Task requirements —
Please reproduce the data exactly, though every picture must stay out.
= Beginning of Section =
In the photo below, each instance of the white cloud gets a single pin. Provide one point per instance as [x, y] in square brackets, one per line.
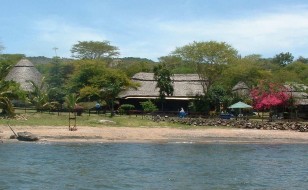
[63, 35]
[266, 34]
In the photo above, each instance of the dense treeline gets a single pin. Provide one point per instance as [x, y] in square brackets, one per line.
[97, 74]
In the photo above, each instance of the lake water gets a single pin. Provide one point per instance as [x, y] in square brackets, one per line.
[153, 166]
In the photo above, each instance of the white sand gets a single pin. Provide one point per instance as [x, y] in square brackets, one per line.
[150, 134]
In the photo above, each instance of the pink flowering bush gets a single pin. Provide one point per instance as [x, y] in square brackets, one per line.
[268, 95]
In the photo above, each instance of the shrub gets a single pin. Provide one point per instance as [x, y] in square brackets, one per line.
[148, 106]
[125, 108]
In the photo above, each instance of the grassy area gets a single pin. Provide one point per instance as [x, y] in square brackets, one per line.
[32, 118]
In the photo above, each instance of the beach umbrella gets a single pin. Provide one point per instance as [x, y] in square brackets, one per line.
[239, 105]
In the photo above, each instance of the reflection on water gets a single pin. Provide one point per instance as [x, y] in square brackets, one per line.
[153, 166]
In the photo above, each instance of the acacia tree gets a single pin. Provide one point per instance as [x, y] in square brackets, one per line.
[163, 77]
[94, 50]
[283, 59]
[93, 80]
[208, 58]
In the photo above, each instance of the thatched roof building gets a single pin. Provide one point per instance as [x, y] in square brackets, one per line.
[241, 89]
[23, 72]
[186, 86]
[297, 91]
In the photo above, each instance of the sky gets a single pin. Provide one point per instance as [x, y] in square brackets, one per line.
[154, 28]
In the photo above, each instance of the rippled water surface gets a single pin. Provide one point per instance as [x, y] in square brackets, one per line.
[153, 166]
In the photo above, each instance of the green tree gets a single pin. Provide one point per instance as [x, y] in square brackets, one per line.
[283, 59]
[208, 58]
[164, 82]
[248, 69]
[148, 106]
[94, 50]
[93, 79]
[111, 83]
[176, 65]
[57, 78]
[131, 65]
[1, 48]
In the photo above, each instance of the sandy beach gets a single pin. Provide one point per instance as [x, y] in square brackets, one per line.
[156, 135]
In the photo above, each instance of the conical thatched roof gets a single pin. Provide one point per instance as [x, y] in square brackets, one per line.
[23, 72]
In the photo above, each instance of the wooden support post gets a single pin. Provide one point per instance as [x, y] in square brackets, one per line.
[74, 128]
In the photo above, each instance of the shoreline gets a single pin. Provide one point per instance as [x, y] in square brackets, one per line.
[85, 134]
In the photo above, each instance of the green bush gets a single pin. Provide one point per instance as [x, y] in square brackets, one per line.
[148, 106]
[125, 108]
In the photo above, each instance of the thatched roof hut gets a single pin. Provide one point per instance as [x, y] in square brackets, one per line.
[241, 89]
[186, 86]
[23, 72]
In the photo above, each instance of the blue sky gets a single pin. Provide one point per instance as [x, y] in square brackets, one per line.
[154, 28]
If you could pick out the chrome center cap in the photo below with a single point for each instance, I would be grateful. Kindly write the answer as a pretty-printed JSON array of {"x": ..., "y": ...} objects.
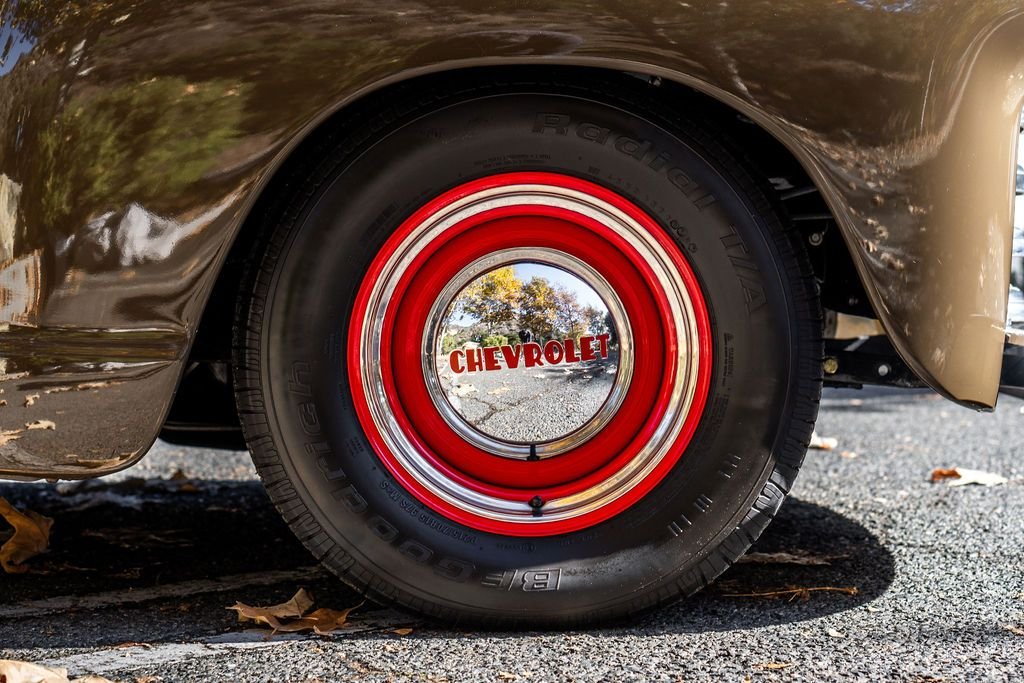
[{"x": 527, "y": 353}]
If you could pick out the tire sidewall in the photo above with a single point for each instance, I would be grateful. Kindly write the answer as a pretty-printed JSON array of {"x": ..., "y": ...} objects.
[{"x": 400, "y": 545}]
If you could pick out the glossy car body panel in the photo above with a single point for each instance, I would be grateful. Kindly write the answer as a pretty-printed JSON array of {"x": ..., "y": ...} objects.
[{"x": 135, "y": 136}]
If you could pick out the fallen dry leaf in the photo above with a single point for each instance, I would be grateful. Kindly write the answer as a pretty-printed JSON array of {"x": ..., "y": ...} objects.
[
  {"x": 961, "y": 476},
  {"x": 291, "y": 616},
  {"x": 294, "y": 608},
  {"x": 321, "y": 622},
  {"x": 940, "y": 473},
  {"x": 822, "y": 442},
  {"x": 795, "y": 593},
  {"x": 32, "y": 537},
  {"x": 24, "y": 672},
  {"x": 796, "y": 557}
]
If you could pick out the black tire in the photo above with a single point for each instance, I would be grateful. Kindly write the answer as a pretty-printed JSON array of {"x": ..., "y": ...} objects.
[{"x": 349, "y": 194}]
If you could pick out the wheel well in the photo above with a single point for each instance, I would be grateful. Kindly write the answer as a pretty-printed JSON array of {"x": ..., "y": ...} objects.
[{"x": 205, "y": 393}]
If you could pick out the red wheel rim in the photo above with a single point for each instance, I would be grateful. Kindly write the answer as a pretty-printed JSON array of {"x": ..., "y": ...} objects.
[{"x": 660, "y": 334}]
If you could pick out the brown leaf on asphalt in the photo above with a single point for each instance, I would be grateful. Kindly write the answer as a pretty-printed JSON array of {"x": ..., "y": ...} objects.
[
  {"x": 940, "y": 473},
  {"x": 32, "y": 537},
  {"x": 294, "y": 608},
  {"x": 292, "y": 616},
  {"x": 796, "y": 557},
  {"x": 795, "y": 593},
  {"x": 321, "y": 622},
  {"x": 25, "y": 672}
]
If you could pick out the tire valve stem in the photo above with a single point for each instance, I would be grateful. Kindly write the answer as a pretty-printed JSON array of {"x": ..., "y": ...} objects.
[{"x": 537, "y": 503}]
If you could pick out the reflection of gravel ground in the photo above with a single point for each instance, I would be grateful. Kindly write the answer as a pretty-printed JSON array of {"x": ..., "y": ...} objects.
[{"x": 531, "y": 404}]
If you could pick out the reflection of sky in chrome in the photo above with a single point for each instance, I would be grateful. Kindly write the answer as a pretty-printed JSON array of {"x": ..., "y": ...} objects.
[{"x": 558, "y": 278}]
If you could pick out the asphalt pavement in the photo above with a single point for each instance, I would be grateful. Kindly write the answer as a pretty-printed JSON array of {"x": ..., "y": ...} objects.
[{"x": 142, "y": 565}]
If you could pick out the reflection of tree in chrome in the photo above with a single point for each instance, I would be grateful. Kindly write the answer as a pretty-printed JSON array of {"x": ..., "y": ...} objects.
[{"x": 499, "y": 307}]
= End of Section =
Finished exercise —
In the photo below, each instance of the white cloud gets a single pin. Provide one point per instance as [x, y] in square brackets, one per line.
[63, 35]
[266, 34]
In the photo above, each instance of the dense treeline gets a single pin. Provide one point per instance as [x, y] in square brackets, one per line.
[97, 74]
In the photo above, each instance of the lake water gets a single pin. Provide one point per instance as [x, y] in square brackets, one per line.
[153, 166]
In the photo above, each instance of the white sand gets a single pin. Provide one point per instance as [x, y] in square brackets, one per line.
[150, 134]
In the photo above, each instance of the pink flowering bush gets a single pin. Provide one point per instance as [x, y] in square brackets, one per line.
[268, 95]
In the photo above, each instance of the shrub gets a single pin. Provide one point per instance as [x, y] in square brackets, one per line.
[148, 106]
[125, 108]
In the photo above, each instance of the grassy area gets a single pin. Provide one point per instance as [x, y] in square brackets, one per line.
[32, 118]
In the photo above, each instance of the beach umbrella gets a single pin. Provide one point per instance as [x, y] in square brackets, one per line.
[239, 105]
In the photo above, each instance of the reflection on water gets a single pin. Provide one point per instance as [x, y] in square brackets, one per line.
[153, 166]
In the photo above, each instance of the acacia tree gets a single pin. Provide one point per instance as [x, y] in square brackets, one per line.
[163, 77]
[94, 50]
[283, 59]
[93, 80]
[208, 58]
In the photo above, each instance of the thatched roof building gets a single pin. Provide one point per instance as [x, y] in square brackets, one per line.
[241, 89]
[23, 72]
[186, 86]
[297, 91]
In the photo above, each instance of the sky gets a single pin. Provide one point per instance as [x, y] in square brackets, one per line.
[154, 28]
In the photo above, each instance of the rippled water surface gets a single pin. Provide one point per instance as [x, y] in square brackets, one per line.
[153, 166]
In the photo above, each instance of the green tree gets a single pin. Provide one point per instance as [x, y] in square brackets, one per line.
[283, 59]
[208, 58]
[164, 82]
[248, 69]
[148, 106]
[94, 50]
[93, 79]
[111, 83]
[176, 65]
[57, 78]
[131, 65]
[1, 48]
In the photo above, each instance of the sandy beach gets a single pin. Provide one point per instance as [x, y] in square brackets, one per line.
[156, 135]
In the photo above, each instance of the conical thatched roof gets a single pin. Provide one point per instance as [x, y] in square brackets, one per line.
[23, 72]
In the photo above, each instance of the wooden support post gets a single pin. Provide one point per instance as [x, y] in square brackets, one per line.
[74, 128]
In the photo above, each instance of the shoreline gets a single pin. Provide one point per instance as [x, y] in square brackets, one per line.
[85, 134]
In the photo above, each instance of the green bush gets a single pin. Provide one point per instance as [x, y] in square brackets, one per line.
[148, 106]
[125, 108]
In the photo above, each instance of the thatched roof hut gets a single pin. Provide one point per instance as [x, y] in square brackets, one per line.
[241, 89]
[186, 86]
[23, 72]
In the photo above, each instance of the blue sky gets a single pin. Provide one point per instance as [x, y] in square brackets, one per line.
[154, 28]
If you could pick out the chrome center cap in the photo below with a single point for each instance, I would be grateful. Kindly write the answer as a pretty-printed JSON array of {"x": ..., "y": ...} objects.
[{"x": 527, "y": 353}]
If you could pick out the tire sidewall in the photo above with a single point for each instance, I would be grateful. Kindly write the answer as a pretty-printed JSON array of {"x": ..., "y": ...} objects.
[{"x": 400, "y": 545}]
If you could pick out the glossy car body panel in the photo above with a single point for each instance, I would be grateful. Kindly write the answer as a pretty-printed JSON array of {"x": ..., "y": ...} objects.
[{"x": 135, "y": 136}]
If you could pick out the fallen dry leaf in the photo above with a single point for each instance, I would be grateful. Kindly write the answer as a pretty-printed JSON array of {"x": ..., "y": ...} objects.
[
  {"x": 961, "y": 476},
  {"x": 291, "y": 616},
  {"x": 294, "y": 608},
  {"x": 321, "y": 622},
  {"x": 940, "y": 473},
  {"x": 822, "y": 442},
  {"x": 795, "y": 593},
  {"x": 32, "y": 537},
  {"x": 24, "y": 672},
  {"x": 796, "y": 557}
]
If you could pick out the black tire in the photo above with a single point for each instance, I would be grateful. Kindly write the answer as a pretty-printed JSON array of {"x": ..., "y": ...} objects.
[{"x": 349, "y": 194}]
If you could pick out the wheel well in the photo above with a single point for each instance, I would be grateful. Kindly write the answer as a pretty-printed JSON array of {"x": ..., "y": ...} objects.
[{"x": 205, "y": 393}]
If you could pick out the red wheel rim in the photo above with a single point for each instance, I would be grateful. Kindly write the answer as a pretty-printed JSON array of {"x": ..., "y": ...} objects.
[{"x": 660, "y": 334}]
If you could pick out the brown leaf on asphalt in the photo above with a single point for each instance, I would be grateful. Kindly write the answer as a pretty-printed JSON array of {"x": ..., "y": ...} objects.
[
  {"x": 940, "y": 473},
  {"x": 32, "y": 537},
  {"x": 294, "y": 608},
  {"x": 292, "y": 616},
  {"x": 796, "y": 557},
  {"x": 795, "y": 593},
  {"x": 321, "y": 622},
  {"x": 25, "y": 672}
]
If you could pick out the tire valve stem in the photo above with a single point for each instance, I would be grateful. Kindly write the answer as a pretty-printed JSON array of {"x": ..., "y": ...} objects.
[{"x": 537, "y": 503}]
If you could pick out the reflection of gravel ground in the photo above with a single point for each instance, I would be grateful. Kindly write the answer as a pretty-printed JSON array of {"x": ..., "y": ...} objects.
[{"x": 531, "y": 404}]
If you could pick out the reflection of sky in chrome in the photo above with a single point for each instance, I would be grateful. Kindly write the answer as a pretty-printed JSON array of {"x": ..., "y": ...} objects.
[{"x": 558, "y": 278}]
If you could pick out the asphalt pavement in the photo above with a single point for each instance, I would be grateful. Kindly write the answer as a pretty-printed JSON array of {"x": ..., "y": ...} objects.
[{"x": 142, "y": 565}]
If you could pick out the reflection of tree in chrome in the photo above with a single point for each instance, I would be grateful. Kindly write the answer as a pretty-printed JSON array of {"x": ..., "y": ...} objects.
[{"x": 499, "y": 307}]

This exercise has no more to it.